╭─ Kutipan Teks

Sabtu, 08 November 2025

Penjaga Ketertiban atau Cermin Kekuasaan? (5)

Tim Reformasi Polri baru aja dilantik, tapi vibe-nya kayak nonton reboot sinetron lama—pemainnya masih itu-itu lagi, cuman ganti judul. Publik sempet berharap ini bakal jadi momen “plot twist” buat institusi yang lagi krisis kepercayaan, tapi ternyata yang duduk di kursi reformasi malah para mantan jenderal yang dulu ikut nulis skrip lama. Bukannya reformasi, kesannya kayak reuni alumni.
Netizen dan pengamat langsung pasang mode skeptis. “Lho, kok nggak ada aktivis, akademisi, atau wakil masyarakat sipil?” tanya mereka. Reformasi itu bukan sekadar ganti seragam, tapi harus ada mata baru yang berani bongkar bab-bab gelap. Kalau yang ngurus reformasi adalah orang-orang yang dulu pegang kendali, gimana bisa objektif? Ini kayak minta mantan sutradara buat review filmnya sendiri.
Ada juga yang bilang, jangan-jangan tim ini bukan buat reformasi beneran, tapi buat damage control. Kayak PR team yang tugasnya ngebersihin citra, bukan ngubah sistem. Jadi meskipun kata “reformasi” dikumandangkan, publik masih nunggu: ini reformasi beneran, atau cuma spin-off buat meredam drama?

Jika para aktivis, akademisi, pejuang HAM dan tokoh masyarakat sipil diajak masuk ke dapur reformasi Polri, itu bukan sekadar nambah bumbu—merekalah bahan utama buat resep perubahan yang nggak basi.
Akademisi tuh kayak chef yang ngerti teori masak: mereka bawa resep dari dapur internasional, tahu mana yang cuma garnish dan mana yang bisa ubah rasa sistem. Mereka bantu bikin reformasi yang bukan cuma reaction video atas skandal, tapi punya blueprint jangka panjang.
Aktivis? Mereka kayak food critic yang nggak bisa dibeli. Mereka tahu mana yang busuk, mana yang cuma ditutupin saus. Mereka bakal teriak kalau ada pelanggaran, dan pastikan suara korban nggak tenggelam di meja rapat.
Masyarakat sipil itu crowd yang nonton dan ikut voting. Mereka bisa bilang, “Ini enak, ini nggak,” dan mereka punya hak buat tahu apa yang masuk ke piring publik. Tanpa mereka, reformasi cuma jadi acara private dining—rapat elite yang nggak pernah nyentuh lidah rakyat.

╰─

Soal Tertulis 1 — Menurut tulisan soal Tim Reformasi Polri, siapa yang duduk di kursi reformasi?

╭─ Catatan yang Tersedia

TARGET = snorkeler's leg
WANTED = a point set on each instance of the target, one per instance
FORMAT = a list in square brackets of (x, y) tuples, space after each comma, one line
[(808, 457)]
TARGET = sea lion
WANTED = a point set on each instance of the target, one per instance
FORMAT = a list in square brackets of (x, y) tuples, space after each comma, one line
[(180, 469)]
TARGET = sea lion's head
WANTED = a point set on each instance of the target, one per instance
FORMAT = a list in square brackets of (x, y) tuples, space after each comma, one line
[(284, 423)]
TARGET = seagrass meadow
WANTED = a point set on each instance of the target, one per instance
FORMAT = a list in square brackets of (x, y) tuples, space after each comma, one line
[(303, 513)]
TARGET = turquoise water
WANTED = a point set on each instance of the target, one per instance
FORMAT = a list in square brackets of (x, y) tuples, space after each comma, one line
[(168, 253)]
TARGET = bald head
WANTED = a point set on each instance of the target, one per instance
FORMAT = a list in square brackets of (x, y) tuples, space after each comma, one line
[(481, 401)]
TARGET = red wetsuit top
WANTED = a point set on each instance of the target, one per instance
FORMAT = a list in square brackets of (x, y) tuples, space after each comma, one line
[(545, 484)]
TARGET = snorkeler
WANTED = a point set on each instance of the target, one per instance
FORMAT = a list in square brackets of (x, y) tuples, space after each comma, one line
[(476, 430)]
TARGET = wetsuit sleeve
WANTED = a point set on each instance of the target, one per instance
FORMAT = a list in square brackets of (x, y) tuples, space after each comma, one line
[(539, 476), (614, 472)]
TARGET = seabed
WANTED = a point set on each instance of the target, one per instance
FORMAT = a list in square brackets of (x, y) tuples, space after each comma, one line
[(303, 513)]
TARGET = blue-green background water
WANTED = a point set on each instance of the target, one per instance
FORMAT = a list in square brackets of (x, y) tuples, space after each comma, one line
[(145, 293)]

╰─

Soal Tertulis 2 — Tulis ulang hanya baris-baris catatan, permintaannya juga, mulai dari baris yang memuat "TARGET = blue-green background water" sampai akhir catatan, kedua ujungnya ikut. Geser titik di setiap jawaban dengan menambahkan 137 pada tiap angka koordinatnya.

Jawaban Lengkap 1 — Para mantan jenderal yang dulu ikut menulis skrip lama.

Jawaban Lengkap 2 —
TARGET = blue-green background water
WANTED = a point set on each instance of the target, one per instance
FORMAT = a list in square brackets of (x, y) tuples, space after each comma, one line
[(282, 430)]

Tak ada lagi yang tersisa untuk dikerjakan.